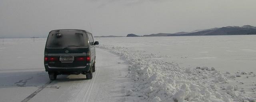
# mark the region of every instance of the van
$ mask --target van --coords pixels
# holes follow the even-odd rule
[[[44,64],[50,80],[59,75],[85,75],[92,78],[95,71],[96,52],[92,33],[79,29],[50,31],[44,49]]]

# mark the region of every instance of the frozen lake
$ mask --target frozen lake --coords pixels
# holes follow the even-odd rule
[[[100,44],[168,56],[180,66],[214,67],[222,73],[256,71],[256,35],[95,38]]]

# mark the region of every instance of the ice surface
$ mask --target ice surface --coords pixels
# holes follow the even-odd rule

= = = =

EXERCISE TASK: Print the records again without changes, starting at the line that contains "# mark the region of every instance of the frozen" and continuing through the final line of the records, with both ends included.

EXPECTED ANSWER:
# mark the region of every instance of the frozen lake
$ mask --target frozen lake --coords pixels
# holes follow the even-odd rule
[[[100,44],[168,56],[180,66],[214,67],[222,73],[256,71],[256,35],[95,38]]]

# mark the region of every instance of the ice surface
$ mask --target ice surface --coords pixels
# holes follow the even-odd rule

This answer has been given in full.